■ Work to complete: Check which lines in the records hold "sleeve" and report how many there are, with no other text.

■ Study material:
_____

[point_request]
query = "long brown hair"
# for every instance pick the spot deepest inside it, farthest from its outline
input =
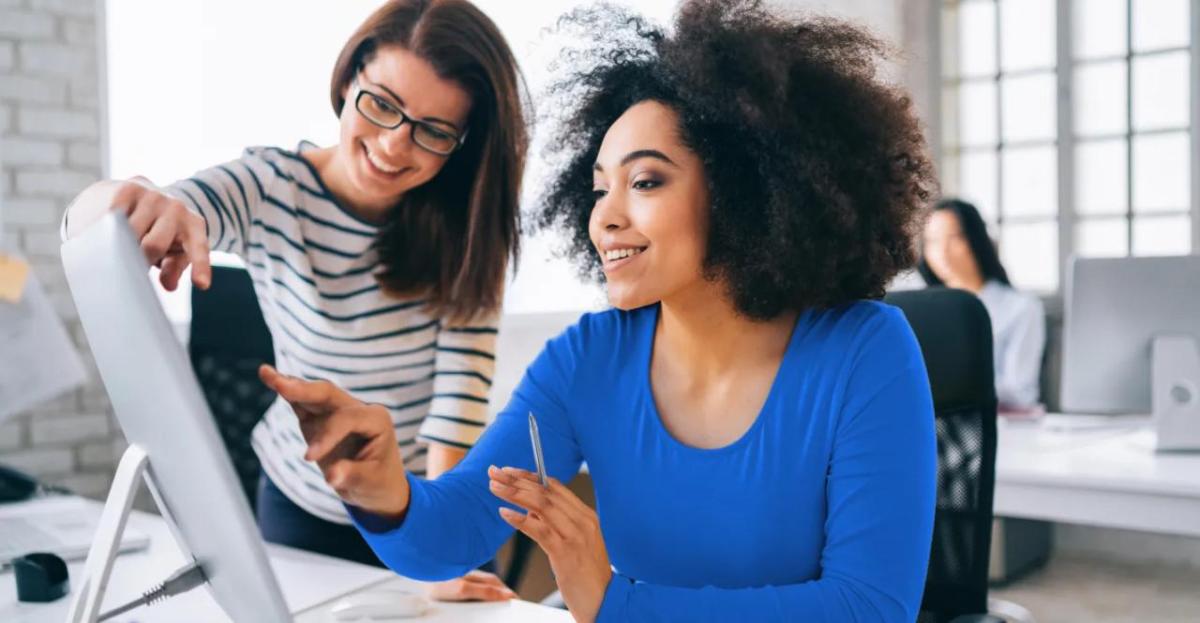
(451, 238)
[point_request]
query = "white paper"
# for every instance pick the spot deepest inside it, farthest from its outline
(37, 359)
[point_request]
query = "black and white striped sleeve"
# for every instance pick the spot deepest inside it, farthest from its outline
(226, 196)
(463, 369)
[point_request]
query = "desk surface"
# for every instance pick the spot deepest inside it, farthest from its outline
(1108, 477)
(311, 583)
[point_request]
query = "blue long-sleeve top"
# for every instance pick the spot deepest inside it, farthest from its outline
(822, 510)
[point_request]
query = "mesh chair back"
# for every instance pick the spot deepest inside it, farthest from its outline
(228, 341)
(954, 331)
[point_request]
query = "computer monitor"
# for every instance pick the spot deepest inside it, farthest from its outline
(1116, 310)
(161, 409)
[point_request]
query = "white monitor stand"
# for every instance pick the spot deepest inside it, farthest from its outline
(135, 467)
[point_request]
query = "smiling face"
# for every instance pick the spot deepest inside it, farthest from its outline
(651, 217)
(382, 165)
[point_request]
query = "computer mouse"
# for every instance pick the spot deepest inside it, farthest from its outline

_____

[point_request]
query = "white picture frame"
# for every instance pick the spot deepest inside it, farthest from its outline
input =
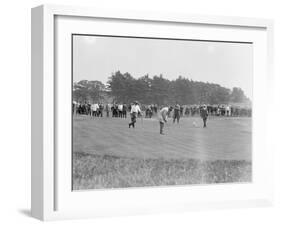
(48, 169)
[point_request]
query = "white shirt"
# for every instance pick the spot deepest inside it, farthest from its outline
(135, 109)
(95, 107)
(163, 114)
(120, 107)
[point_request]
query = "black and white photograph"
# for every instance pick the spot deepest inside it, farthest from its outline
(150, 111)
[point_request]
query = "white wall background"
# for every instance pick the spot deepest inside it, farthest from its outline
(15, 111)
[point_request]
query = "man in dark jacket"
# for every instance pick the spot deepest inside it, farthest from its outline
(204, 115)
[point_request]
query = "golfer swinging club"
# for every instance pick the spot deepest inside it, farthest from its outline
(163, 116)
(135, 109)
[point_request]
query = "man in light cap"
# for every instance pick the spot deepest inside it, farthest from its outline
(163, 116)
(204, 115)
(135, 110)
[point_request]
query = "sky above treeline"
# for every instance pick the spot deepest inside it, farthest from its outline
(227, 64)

_____

■ Written response: 2